TASK BRIEF: Please reproduce the excerpt about quitting drugs word for word, everything from "I would say" down to "boat early on.".

EXCERPT PROVIDED:
# # # # #
Just focus your health concerns into better diet & excercise and you'll more than make up for any perceived damage.
 
Sounds like you're just anxious. By the way, congratulations! That couldn't have been easy. I did something similar about a year ago, quitting a number of drugs in a short period of time.
 
thanks man that makes me feel a bit better.

well it was under 2 months. 1 month of everyday smoking heroin on tinfoil and straw, and snorting cocaine the rest of the time. I also smoked weed and tobacco during this time. ecstacy i took about 4 times and it was not at all fun when the high wore off.

I smoked meth only a few times during this time, I actually took a lot, ended up staying awake for days, and it was not enjoyable at all.

I would say the hard drug usage worries me the most.

after this hard drug phase was over, i continued to smoke tobacco and weed. the weed always smelled like febreeze or something. I'm sure it was sprayed with some shit.

time to time, I get just panicky and filled with despair and regrets.
 
Sounds like you're just anxious. By the way, congratulations! That couldn't have been easy. I did something similar about a year ago, quitting a number of drugs in a short period of time.

thanks man it was tough. I think if I kept going with the hard stuff it would've been far more difficult to quit. I'm glad I jumped that boat early on.

it's funny, the year I quit the hard stuff, I didn't think too much about health consequences. it was after over a year and a state of drug free and healthy living the anxiety started to settle in, it was like "oh my fucking god I can't believe I did all that shit it's like a bad dream".
# # # # #
SOURCE DATA:
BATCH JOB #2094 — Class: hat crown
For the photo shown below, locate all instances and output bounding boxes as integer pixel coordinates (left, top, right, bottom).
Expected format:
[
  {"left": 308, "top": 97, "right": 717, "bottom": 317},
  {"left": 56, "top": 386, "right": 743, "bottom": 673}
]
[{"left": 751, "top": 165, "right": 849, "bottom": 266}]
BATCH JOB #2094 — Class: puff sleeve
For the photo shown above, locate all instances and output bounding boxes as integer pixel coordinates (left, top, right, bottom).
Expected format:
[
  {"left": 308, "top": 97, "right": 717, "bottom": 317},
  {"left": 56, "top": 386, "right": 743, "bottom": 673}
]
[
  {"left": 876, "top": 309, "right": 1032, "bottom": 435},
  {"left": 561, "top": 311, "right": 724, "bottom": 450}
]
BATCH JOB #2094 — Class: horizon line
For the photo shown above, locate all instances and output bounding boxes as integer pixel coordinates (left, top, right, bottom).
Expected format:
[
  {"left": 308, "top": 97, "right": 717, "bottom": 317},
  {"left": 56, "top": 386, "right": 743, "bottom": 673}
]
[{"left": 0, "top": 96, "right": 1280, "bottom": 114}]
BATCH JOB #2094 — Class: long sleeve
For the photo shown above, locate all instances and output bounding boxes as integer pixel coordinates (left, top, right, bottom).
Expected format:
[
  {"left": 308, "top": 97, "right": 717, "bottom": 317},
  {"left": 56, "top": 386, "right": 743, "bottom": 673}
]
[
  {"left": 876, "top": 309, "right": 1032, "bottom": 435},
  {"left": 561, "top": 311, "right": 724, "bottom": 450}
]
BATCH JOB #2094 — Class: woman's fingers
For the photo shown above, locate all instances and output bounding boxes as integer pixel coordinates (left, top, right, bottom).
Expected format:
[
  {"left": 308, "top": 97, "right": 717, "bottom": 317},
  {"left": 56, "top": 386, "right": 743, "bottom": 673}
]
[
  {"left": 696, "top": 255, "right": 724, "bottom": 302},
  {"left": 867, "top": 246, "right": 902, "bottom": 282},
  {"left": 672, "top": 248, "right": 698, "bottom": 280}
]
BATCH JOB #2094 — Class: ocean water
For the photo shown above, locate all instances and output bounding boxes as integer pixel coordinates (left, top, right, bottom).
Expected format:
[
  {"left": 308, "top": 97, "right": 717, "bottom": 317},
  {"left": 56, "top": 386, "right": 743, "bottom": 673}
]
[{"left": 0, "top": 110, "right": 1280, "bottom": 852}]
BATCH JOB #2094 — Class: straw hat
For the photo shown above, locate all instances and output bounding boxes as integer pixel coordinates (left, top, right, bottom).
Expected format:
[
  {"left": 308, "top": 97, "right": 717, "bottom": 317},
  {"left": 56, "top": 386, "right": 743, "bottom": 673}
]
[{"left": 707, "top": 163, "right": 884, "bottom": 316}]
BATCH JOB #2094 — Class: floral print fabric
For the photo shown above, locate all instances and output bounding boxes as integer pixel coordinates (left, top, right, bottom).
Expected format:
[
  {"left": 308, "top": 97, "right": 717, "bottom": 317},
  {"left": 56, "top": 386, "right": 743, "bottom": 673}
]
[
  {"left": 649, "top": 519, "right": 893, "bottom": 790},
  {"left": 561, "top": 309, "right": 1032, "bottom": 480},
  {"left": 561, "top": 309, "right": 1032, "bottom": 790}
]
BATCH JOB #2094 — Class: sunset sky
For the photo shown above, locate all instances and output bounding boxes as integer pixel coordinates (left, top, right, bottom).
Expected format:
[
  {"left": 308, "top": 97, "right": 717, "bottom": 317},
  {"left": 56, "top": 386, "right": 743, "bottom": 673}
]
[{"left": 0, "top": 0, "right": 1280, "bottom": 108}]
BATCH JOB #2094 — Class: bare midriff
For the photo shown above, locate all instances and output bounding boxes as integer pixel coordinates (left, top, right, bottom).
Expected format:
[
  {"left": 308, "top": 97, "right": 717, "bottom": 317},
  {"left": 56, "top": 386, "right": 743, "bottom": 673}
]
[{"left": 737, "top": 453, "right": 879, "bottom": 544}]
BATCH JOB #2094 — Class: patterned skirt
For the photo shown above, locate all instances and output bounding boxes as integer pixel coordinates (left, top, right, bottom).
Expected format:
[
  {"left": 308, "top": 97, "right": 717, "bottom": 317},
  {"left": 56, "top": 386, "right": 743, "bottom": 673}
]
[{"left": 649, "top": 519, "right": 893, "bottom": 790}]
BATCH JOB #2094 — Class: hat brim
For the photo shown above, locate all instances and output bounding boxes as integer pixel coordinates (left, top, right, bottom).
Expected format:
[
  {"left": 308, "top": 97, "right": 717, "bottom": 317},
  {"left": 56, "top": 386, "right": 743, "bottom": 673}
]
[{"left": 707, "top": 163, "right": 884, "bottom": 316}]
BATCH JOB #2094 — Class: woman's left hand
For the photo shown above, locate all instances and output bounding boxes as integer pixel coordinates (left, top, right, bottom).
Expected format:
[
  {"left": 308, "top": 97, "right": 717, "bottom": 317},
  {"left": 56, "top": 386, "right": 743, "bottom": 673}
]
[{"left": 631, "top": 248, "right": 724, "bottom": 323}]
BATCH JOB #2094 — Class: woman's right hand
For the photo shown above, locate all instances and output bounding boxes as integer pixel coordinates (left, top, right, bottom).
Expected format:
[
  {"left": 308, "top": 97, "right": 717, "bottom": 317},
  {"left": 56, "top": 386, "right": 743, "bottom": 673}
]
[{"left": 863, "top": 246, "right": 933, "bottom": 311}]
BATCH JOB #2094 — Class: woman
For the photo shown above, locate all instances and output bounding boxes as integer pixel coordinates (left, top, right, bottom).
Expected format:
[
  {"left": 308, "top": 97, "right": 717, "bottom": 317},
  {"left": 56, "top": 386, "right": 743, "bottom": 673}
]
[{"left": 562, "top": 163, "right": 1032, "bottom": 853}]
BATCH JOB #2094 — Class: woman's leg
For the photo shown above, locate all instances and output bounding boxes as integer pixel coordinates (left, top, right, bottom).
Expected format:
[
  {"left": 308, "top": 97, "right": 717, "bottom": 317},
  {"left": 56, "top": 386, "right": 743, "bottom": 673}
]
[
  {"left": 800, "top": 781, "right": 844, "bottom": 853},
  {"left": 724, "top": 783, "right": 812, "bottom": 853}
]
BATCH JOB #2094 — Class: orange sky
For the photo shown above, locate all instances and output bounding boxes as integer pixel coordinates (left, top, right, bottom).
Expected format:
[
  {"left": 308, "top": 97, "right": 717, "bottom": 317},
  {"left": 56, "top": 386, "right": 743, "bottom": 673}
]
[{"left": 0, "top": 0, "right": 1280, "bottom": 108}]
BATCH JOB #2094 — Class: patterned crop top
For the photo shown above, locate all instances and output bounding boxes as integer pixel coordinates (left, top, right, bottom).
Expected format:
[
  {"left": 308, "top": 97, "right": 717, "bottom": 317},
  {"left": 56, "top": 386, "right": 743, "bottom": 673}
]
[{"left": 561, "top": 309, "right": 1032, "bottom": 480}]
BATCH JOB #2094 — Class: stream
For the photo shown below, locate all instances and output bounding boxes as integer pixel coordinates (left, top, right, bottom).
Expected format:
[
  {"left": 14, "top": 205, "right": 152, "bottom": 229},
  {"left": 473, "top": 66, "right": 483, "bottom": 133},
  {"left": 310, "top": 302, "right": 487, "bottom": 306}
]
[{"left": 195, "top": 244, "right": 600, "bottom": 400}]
# # # # #
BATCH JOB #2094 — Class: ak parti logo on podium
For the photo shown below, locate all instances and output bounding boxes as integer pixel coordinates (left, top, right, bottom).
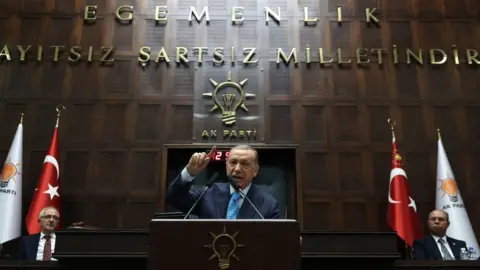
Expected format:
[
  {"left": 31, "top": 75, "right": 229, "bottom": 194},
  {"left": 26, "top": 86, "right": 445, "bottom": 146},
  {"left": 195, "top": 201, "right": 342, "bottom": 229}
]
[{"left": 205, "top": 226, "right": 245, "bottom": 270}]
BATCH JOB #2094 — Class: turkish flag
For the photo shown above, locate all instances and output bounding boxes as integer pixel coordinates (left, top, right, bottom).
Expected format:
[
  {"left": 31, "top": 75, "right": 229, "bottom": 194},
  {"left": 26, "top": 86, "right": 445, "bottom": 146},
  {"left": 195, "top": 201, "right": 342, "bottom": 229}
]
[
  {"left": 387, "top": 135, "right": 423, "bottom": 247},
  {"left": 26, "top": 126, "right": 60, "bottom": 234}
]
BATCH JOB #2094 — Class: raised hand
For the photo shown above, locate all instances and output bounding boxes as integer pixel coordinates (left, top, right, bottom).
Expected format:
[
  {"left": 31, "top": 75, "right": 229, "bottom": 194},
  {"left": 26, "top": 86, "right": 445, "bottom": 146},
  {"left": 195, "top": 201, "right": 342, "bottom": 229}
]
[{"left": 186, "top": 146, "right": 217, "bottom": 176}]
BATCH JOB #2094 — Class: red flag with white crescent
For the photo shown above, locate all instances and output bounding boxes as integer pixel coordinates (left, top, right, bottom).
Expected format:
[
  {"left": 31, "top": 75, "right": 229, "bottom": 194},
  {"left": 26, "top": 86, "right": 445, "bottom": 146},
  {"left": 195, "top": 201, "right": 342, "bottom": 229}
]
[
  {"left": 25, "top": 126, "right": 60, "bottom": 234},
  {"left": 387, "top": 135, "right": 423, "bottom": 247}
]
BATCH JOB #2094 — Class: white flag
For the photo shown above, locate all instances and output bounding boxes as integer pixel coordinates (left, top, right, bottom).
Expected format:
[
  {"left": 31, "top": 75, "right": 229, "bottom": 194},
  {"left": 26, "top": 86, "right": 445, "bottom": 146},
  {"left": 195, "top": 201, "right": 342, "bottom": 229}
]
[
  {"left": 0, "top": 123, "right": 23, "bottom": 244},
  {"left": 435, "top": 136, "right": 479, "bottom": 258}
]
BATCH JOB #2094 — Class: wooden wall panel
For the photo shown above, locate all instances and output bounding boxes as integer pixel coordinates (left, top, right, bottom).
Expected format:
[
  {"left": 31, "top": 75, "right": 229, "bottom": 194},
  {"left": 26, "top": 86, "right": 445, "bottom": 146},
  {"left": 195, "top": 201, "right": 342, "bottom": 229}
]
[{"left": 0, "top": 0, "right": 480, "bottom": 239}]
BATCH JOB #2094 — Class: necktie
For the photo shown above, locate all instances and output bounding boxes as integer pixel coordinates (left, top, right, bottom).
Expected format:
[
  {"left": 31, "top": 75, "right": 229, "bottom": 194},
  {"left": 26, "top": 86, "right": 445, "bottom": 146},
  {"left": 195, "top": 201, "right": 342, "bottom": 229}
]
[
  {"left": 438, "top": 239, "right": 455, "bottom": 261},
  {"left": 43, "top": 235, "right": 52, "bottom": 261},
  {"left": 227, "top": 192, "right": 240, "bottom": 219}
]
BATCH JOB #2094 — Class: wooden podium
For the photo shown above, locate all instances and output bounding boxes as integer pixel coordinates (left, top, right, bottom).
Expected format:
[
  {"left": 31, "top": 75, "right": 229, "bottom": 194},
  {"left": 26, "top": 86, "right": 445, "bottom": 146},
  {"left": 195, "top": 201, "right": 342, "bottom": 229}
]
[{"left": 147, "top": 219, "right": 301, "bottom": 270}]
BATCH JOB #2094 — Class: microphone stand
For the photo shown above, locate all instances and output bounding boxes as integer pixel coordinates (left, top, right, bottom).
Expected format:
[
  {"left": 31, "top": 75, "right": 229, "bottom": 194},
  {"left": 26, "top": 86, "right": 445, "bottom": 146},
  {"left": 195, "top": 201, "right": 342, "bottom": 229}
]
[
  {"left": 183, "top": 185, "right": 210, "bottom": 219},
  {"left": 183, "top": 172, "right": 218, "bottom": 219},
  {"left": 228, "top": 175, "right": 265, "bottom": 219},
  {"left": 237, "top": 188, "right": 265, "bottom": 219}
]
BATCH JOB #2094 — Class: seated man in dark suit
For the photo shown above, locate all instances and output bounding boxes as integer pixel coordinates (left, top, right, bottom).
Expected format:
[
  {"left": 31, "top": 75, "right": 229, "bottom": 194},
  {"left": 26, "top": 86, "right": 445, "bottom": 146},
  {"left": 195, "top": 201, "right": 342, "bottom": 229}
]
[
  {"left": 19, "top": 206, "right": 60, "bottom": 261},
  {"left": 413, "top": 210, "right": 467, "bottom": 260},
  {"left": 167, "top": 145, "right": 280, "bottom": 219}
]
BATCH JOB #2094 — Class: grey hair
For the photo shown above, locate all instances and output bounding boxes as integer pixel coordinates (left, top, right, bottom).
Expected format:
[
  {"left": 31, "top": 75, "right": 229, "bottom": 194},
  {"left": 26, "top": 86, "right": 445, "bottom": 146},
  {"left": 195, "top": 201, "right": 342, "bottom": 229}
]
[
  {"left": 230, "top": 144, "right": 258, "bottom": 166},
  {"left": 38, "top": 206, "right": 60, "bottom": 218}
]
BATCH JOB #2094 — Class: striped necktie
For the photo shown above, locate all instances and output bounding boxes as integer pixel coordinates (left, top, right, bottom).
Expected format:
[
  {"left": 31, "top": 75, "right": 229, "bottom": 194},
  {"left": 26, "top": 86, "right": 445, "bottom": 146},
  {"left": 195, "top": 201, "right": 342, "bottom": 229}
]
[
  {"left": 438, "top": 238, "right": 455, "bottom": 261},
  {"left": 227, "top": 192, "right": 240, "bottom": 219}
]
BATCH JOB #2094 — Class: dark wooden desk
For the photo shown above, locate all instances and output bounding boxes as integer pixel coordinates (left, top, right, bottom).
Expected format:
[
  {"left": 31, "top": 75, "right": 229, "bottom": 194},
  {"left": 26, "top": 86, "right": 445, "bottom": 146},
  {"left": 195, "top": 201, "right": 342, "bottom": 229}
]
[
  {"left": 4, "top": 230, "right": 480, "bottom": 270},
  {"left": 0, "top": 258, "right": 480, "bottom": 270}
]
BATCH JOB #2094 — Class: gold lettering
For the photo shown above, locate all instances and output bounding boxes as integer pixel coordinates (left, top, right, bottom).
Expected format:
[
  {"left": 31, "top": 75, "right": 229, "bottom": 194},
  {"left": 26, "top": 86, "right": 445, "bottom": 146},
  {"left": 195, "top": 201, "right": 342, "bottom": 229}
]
# # # # #
RESPONSE TO THE TASK:
I would say the hard drug usage worries me the most.

after this hard drug phase was over, i continued to smoke tobacco and weed. the weed always smelled like febreeze or something. I'm sure it was sprayed with some shit.

time to time, I get just panicky and filled with despair and regrets.
 
Sounds like you're just anxious. By the way, congratulations! That couldn't have been easy. I did something similar about a year ago, quitting a number of drugs in a short period of time.

thanks man it was tough. I think if I kept going with the hard stuff it would've been far more difficult to quit. I'm glad I jumped that boat early on.